** Opening Records shown block **
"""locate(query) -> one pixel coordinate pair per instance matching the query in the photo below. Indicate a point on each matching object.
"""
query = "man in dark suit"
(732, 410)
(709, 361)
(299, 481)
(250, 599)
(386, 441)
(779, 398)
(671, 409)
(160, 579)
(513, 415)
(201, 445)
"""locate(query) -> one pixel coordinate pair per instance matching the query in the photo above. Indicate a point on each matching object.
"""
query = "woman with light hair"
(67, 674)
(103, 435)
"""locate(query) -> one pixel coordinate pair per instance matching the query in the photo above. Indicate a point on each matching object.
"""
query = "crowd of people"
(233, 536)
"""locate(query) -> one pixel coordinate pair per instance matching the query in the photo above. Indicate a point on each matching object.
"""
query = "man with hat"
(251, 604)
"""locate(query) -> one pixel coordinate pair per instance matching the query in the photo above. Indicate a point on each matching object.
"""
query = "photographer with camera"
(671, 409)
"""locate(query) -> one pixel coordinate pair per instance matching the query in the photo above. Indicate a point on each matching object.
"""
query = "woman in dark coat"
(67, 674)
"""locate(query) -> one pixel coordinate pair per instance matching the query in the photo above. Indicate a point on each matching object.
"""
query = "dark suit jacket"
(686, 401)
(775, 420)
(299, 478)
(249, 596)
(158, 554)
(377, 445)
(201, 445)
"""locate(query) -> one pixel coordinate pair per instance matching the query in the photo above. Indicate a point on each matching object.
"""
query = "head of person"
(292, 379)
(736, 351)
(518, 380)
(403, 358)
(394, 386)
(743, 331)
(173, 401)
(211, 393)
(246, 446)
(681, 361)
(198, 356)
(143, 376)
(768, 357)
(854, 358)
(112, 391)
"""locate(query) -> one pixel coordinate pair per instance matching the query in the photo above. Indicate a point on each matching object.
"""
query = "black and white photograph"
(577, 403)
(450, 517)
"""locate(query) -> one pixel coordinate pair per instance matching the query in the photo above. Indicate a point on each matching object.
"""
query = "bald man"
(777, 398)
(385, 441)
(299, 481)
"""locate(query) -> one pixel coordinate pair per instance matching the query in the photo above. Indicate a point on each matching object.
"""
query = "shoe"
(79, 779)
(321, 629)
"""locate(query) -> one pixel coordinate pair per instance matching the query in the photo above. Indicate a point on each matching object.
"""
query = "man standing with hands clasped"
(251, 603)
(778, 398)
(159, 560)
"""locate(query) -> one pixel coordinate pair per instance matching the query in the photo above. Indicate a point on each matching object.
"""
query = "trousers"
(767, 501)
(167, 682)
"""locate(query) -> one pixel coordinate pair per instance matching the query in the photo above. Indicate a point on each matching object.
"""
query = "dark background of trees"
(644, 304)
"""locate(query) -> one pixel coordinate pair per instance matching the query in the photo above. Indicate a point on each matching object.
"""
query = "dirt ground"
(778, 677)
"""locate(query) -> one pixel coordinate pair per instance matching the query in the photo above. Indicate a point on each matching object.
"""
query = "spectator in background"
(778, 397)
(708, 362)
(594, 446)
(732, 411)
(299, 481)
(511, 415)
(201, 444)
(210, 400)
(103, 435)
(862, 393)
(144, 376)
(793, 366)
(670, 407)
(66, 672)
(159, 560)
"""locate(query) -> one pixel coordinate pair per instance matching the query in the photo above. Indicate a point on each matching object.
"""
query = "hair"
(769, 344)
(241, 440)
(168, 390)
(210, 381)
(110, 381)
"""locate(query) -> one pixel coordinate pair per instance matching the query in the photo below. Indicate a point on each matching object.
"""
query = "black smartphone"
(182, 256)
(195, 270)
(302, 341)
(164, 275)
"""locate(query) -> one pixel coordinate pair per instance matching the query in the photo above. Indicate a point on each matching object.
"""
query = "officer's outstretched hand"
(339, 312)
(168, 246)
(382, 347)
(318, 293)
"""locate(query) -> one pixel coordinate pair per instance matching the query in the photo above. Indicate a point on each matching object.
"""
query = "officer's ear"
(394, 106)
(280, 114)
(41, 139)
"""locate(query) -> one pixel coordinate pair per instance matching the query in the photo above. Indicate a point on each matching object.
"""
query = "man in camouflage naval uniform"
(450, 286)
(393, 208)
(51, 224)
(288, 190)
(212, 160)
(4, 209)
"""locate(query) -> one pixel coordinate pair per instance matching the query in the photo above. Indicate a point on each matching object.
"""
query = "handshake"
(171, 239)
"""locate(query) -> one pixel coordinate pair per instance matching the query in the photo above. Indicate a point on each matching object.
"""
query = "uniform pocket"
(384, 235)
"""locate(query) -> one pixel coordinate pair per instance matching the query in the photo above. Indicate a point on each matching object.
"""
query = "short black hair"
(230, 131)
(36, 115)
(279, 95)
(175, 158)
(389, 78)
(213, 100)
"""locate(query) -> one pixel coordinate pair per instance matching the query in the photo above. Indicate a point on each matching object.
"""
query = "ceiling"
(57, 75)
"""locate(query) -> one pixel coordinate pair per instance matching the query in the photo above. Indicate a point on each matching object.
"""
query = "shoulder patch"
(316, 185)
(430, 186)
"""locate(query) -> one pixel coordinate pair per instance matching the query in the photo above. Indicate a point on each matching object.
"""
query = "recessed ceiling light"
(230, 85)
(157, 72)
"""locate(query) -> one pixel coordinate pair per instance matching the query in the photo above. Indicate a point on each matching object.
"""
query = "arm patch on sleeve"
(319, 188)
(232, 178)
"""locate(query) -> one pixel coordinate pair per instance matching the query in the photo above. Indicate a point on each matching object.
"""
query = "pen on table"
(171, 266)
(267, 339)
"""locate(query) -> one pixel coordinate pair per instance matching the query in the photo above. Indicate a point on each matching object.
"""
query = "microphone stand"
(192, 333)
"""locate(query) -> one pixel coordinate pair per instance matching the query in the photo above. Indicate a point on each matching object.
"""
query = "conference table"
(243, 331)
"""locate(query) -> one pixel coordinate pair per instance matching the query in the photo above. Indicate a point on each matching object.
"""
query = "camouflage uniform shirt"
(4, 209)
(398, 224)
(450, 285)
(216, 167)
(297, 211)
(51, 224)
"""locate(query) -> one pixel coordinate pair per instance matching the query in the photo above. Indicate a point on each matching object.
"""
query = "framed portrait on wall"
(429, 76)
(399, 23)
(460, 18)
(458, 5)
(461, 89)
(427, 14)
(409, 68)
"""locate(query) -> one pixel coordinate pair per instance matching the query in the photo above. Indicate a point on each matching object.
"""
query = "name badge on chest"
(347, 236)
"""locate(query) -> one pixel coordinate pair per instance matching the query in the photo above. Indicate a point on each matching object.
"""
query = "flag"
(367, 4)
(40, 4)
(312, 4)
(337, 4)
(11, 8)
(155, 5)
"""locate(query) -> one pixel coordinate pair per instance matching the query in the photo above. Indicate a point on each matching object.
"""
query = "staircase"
** Closing Records shown block **
Goal of the exercise
What is needed is a word-for-word copy of all the records above.

Answer to this task
"""locate(query) -> one pixel coordinate pair per instance matching the query in the photo below. Indicate a point on each matching object.
"""
query = "man in dark suit"
(732, 410)
(709, 361)
(299, 481)
(250, 599)
(386, 441)
(779, 398)
(671, 409)
(160, 579)
(513, 415)
(201, 445)
"""locate(query) -> one pixel coordinate pair per instance matching the query in the photo above. Indicate a point on each matching object.
"""
query = "woman with light hair"
(67, 674)
(103, 435)
"""locate(query) -> one pixel coordinate pair per instance matching the query in the photo above. Indicate a point on each matching object.
"""
query = "crowd of people"
(233, 536)
"""locate(query) -> one pixel coordinate pair per instance matching the query in the photo above. Indicate a point on each matching object.
"""
query = "man with hat"
(251, 604)
"""locate(query) -> one pixel coordinate pair per instance matching the query in the photo above. Indicate a point on each matching object.
"""
query = "photographer with camera"
(671, 409)
"""locate(query) -> one pixel coordinate pair per instance matching the query in the photo above. Indicate a point on each matching object.
"""
query = "woman in dark coat"
(67, 674)
"""locate(query) -> one pixel coordinate pair per instance matching the query in the photo above. Indicate a point on each matching object.
"""
query = "dark suit jacket"
(686, 401)
(775, 420)
(299, 478)
(249, 596)
(158, 554)
(377, 445)
(201, 445)
"""locate(query) -> one pixel coordinate pair per instance matching the query in the photo above. Indicate a point on each matching object.
"""
query = "head of person"
(292, 379)
(736, 351)
(518, 380)
(403, 358)
(394, 386)
(743, 331)
(173, 401)
(211, 393)
(246, 446)
(681, 361)
(198, 356)
(143, 376)
(768, 357)
(854, 358)
(112, 391)
"""locate(query) -> one pixel coordinate pair per instance matching the query in the photo above. Indicate a point on each matching object.
"""
query = "black and white photograph"
(577, 403)
(450, 517)
"""locate(query) -> one pixel coordinate pair per instance matching the query in the photo above. Indicate a point on each matching object.
"""
query = "bald man"
(777, 398)
(385, 441)
(299, 481)
"""locate(query) -> one pixel coordinate pair per instance matching the query in the photo above. Indicate a point on each matching object.
"""
query = "shoe"
(79, 779)
(321, 629)
"""locate(query) -> one pixel coordinate pair per instance matching the query in the photo above. Indicate a point on each matching object.
"""
query = "man standing with hands clasped"
(251, 603)
(778, 398)
(159, 560)
"""locate(query) -> one pixel coordinate pair per instance matching the query in the photo above. Indicate a point on each matching object.
"""
query = "trousers"
(767, 501)
(167, 682)
"""locate(query) -> one pixel coordinate pair per instance matching the query in the photo above. Indicate a point on each matching object.
"""
query = "dark background of trees"
(644, 304)
"""locate(query) -> one pixel coordinate pair per instance matching the query in the photo above. Indicate a point on each matching object.
"""
query = "dirt ground"
(778, 677)
"""locate(query) -> one pixel coordinate pair per instance matching the query in the photo above. Indicate a point on each matching object.
"""
query = "spectator in background"
(778, 397)
(708, 362)
(594, 446)
(732, 411)
(299, 481)
(511, 415)
(201, 444)
(210, 400)
(103, 435)
(862, 393)
(144, 376)
(793, 366)
(670, 407)
(66, 672)
(159, 560)
"""locate(query) -> one pixel coordinate pair per instance matching the query in the photo above. Indicate a point on each matching object.
"""
query = "hair"
(769, 344)
(241, 440)
(168, 390)
(210, 381)
(110, 381)
"""locate(query) -> one pixel coordinate pair per instance matching the query in the photo below. Indicate a point on each matching object.
"""
query = "black smartphone"
(182, 256)
(195, 270)
(302, 341)
(164, 275)
"""locate(query) -> one pixel coordinate pair per instance matching the query in the photo above. Indicate a point on each matching object.
"""
query = "officer's outstretched hand"
(339, 312)
(168, 246)
(382, 347)
(318, 293)
"""locate(query) -> one pixel coordinate pair per instance matching the query in the photo above. Indicate a point on each matching object.
"""
query = "officer's ear"
(394, 106)
(280, 114)
(41, 139)
"""locate(query) -> one pixel coordinate pair per instance matching the query in the photo above. Indicate a point on each matching object.
"""
query = "man in camouflage naval uniform"
(450, 286)
(393, 208)
(51, 224)
(288, 190)
(212, 160)
(4, 209)
"""locate(query) -> one pixel coordinate pair per instance matching the query in the photo above. Indicate a point on each matching object.
"""
query = "handshake"
(171, 239)
"""locate(query) -> one pixel coordinate pair per instance matching the query in the photo above. Indicate a point on each matching object.
"""
query = "uniform pocket"
(384, 235)
"""locate(query) -> one pixel coordinate pair per instance matching the query in the photo above. Indicate a point on each matching object.
"""
query = "short black hair"
(230, 131)
(36, 115)
(279, 95)
(175, 158)
(389, 78)
(213, 100)
"""locate(query) -> one pixel coordinate pair per instance matching the query in the photo above. Indicate a point on each matching object.
"""
query = "ceiling"
(57, 75)
"""locate(query) -> one pixel coordinate pair per instance matching the query in the photo above. Indicate a point on each matching object.
"""
query = "shoulder patch"
(316, 185)
(430, 186)
"""locate(query) -> one pixel coordinate pair per instance matching the query in the photo above. Indicate a point on each matching object.
"""
query = "recessed ceiling light"
(230, 85)
(157, 72)
"""locate(query) -> one pixel coordinate pair per instance matching the query in the photo above. Indicate a point on each matching object.
"""
query = "arm patch on sleeve"
(319, 188)
(232, 178)
"""locate(query) -> one pixel coordinate pair per instance matching the query in the photo above. Indicate a point on each matching object.
"""
query = "pen on table"
(171, 266)
(267, 339)
"""locate(query) -> one pixel coordinate pair per instance matching the query in the photo above. Indicate a point on each matching object.
"""
query = "microphone stand"
(192, 333)
"""locate(query) -> one pixel coordinate pair per instance matching the query in the photo above. Indicate a point on each matching object.
"""
query = "conference table"
(243, 331)
"""locate(query) -> one pixel coordinate pair per instance matching the query in the photo above. Indicate a point on each matching object.
"""
query = "camouflage uniform shirt"
(4, 209)
(398, 224)
(450, 285)
(216, 167)
(297, 211)
(51, 224)
"""locate(query) -> one pixel coordinate pair per instance matching the query in the photo above. Indicate a point on each matching object.
"""
query = "framed portrait on wall"
(429, 76)
(399, 23)
(460, 18)
(458, 5)
(461, 89)
(427, 14)
(409, 68)
"""locate(query) -> one pixel coordinate pair per instance matching the query in the photo above. Indicate a point on each matching object.
"""
query = "name badge on chest"
(347, 236)
"""locate(query) -> one pixel coordinate pair per instance matching the query in the photo above. Indicate a point on each matching object.
"""
query = "flag"
(367, 4)
(40, 4)
(312, 4)
(337, 4)
(11, 8)
(155, 5)
"""locate(query) -> one pixel coordinate pair per instance matching the query in the photo above. Indicate a point on each matching object.
"""
query = "staircase"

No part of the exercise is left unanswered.